(Selected extract)
** START **

There’s also a few key things about his intro, he always loses and yet despite always losing he’s stronger than anyone. That meaning that losing to Kumagawa is not a matter of lack of strength. He’s not corrupt, evil, or wicked either, but rather he’s formless and seems to always take on the most negative aspects of others around him. His name is Kuma (Sphere) Gawa (River), so there’s a definite water motif to his psychology. That aside for now the important thing is this is an examination of Medaka’s saving people, from the first chapter of the manga its set up that Medaka doesn’t really understand why people do bad things, and doesn’t really ever see things on their flawed level. At best she can preach to people and try to raise them up to her own level and because those people see Medaka’s good will they usually respond positively to her and try to raise themselves up.
Medaka genuinely doesn’t understand that some people just can’t try as hard as she can with things. She doesn’t want to attribute her success to genius or circumstances and this is because of Medaka’s own guilt complex, she doesn’t want to be above others. Being on top of others is lonely and inhuman. If she was born just naturally better at everything that people, that means she was born to make all of their efforts go to waste. (This is a character archetype that NisioIsin plays with a lot. For example, Hanekawa Tsubasa in Monogatari gets called out for the fact that she’s naturally so good at everything because of a psychological complex she just always does the right thing because of obligation and never struggles with it because it’s a performance for her, so no wonder she’s so efficient it’s basically mechanical for her she’s not held back by the worries of other people who have to stress and feel indecision. All the way back to Zaregoto, Jun Aikawa and Kunagisa can be read as prototypes for Medaka because they’re both amazing geniuses who people flock around and worship and their geniuses tend to make non-geniuses feel useless and inferior around them and yet they both still crave human connection. At the same time II-chan, the opposite of a genius, a normal person who tries to disengage from everybody and everything and yet cannot let go of Kunagisa because he both loves and hates her, and refuses to be perceived and channels everything from nonsense and nihilism can be read as a prototype Kumagawa though the characters ended up being very different. The difference between Kumagawa and II-chan is pretty much this.)
Anyway, that tangent aside it’s important to understand Nisioisin’s intentions in playing with these tropes because he tends to use them very purposefully. Medaka is a genius who does not understand that not everything comes down to just working hard or not working hard, and that there are some times where you can’t work hard.
So, the next time Kumagawa is shown in a flashback as more build up to him as final boss once again we’re introduced to his philosophy. It’s pretty basic nihilism, Medaka at five years old feels a great amount of guilt for why she was born and why things are so easy for her when compared to other people. Kumagawa tries to comfort her by saying that there’s no reason anybody at all was born and that she should just let go from trying to find a reason, and the thing is despite how harshly Kumagawa words his nihilism he’s right. Medaka was not born for any specific reason, she doesn’t have to justify her existence, she’s just a normal girl who happened to be born smart.
That’s another major difference between II-chan and Kumagawa, II-chan’s nihilism is pretty much a self destructive spiral, but Kumagawa’s is constructive, once again depressed nihilism vs sunglasses nihilism. Basically most people confuse Nihilism for an edgelord philosophy that just states nothing matters and everything is depressing, however what Nihilism really is, is a rejection and questioning of the common ideas that we are told are supposed to matter.

** END **

(To do) In the commentary on Medaka and Kumagawa, what does Kumagawa tell the five-year-old Medaka to comfort her?

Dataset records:
** START **

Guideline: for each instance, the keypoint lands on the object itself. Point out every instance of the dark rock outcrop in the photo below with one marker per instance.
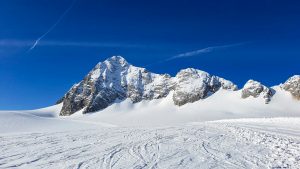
(256, 89)
(292, 85)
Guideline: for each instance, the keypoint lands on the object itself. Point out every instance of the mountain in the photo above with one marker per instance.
(115, 80)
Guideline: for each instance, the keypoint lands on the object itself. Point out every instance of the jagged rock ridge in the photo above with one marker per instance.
(256, 89)
(292, 85)
(115, 79)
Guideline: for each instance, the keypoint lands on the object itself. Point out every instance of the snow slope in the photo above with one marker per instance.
(41, 120)
(221, 144)
(223, 104)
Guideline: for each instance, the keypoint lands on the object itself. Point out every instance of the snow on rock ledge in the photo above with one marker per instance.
(192, 85)
(116, 79)
(292, 85)
(256, 89)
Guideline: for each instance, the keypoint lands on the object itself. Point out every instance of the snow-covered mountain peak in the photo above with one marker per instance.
(256, 89)
(292, 85)
(116, 79)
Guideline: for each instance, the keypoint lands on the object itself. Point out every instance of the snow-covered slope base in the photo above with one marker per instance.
(248, 143)
(223, 104)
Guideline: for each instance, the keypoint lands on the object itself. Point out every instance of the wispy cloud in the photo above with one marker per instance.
(204, 51)
(36, 42)
(199, 52)
(28, 43)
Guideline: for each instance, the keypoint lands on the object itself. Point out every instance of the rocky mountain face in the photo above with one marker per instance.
(256, 89)
(192, 85)
(115, 80)
(293, 86)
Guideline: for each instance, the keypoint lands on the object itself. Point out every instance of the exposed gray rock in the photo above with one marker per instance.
(192, 85)
(256, 89)
(115, 79)
(293, 86)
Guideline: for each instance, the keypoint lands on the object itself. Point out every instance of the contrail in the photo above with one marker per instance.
(203, 51)
(53, 26)
(199, 52)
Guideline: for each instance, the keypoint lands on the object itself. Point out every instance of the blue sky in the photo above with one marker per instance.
(234, 39)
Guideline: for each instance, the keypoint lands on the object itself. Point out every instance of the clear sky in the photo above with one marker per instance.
(48, 45)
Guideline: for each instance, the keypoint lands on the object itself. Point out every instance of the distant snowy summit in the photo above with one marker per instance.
(115, 80)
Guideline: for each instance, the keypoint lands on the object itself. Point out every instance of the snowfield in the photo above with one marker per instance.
(240, 143)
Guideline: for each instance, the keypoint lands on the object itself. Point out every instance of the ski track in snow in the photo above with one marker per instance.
(201, 145)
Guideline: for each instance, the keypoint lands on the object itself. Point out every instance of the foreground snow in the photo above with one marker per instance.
(246, 143)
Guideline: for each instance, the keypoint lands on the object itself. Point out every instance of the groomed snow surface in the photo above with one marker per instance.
(157, 134)
(254, 143)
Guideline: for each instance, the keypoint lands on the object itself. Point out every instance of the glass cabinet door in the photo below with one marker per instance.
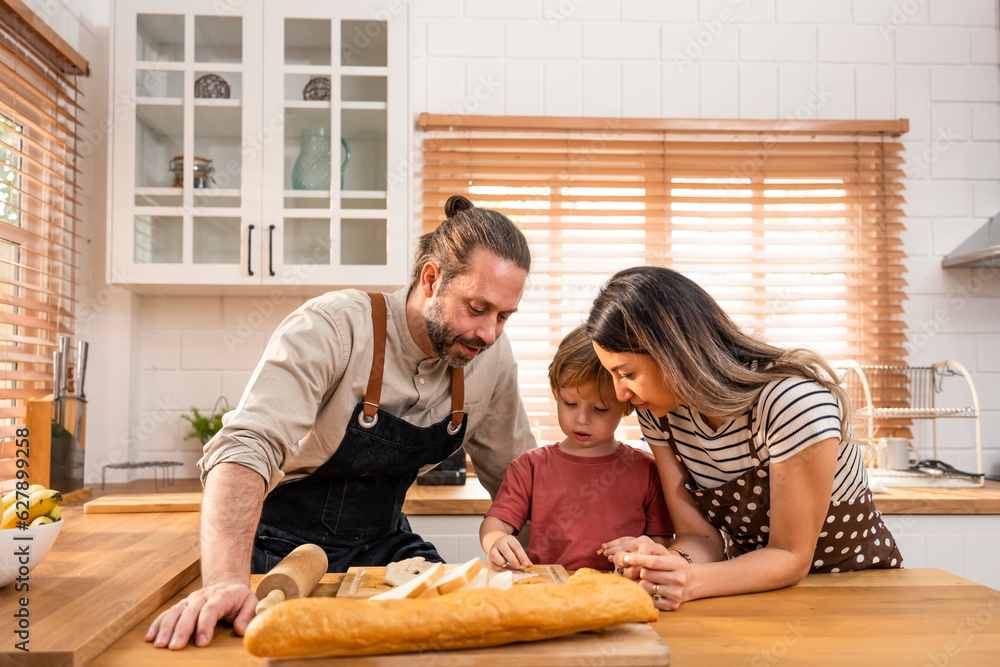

** END **

(Output below) He tells her that there's no reason anybody at all was born and that she should let go of trying to find a reason.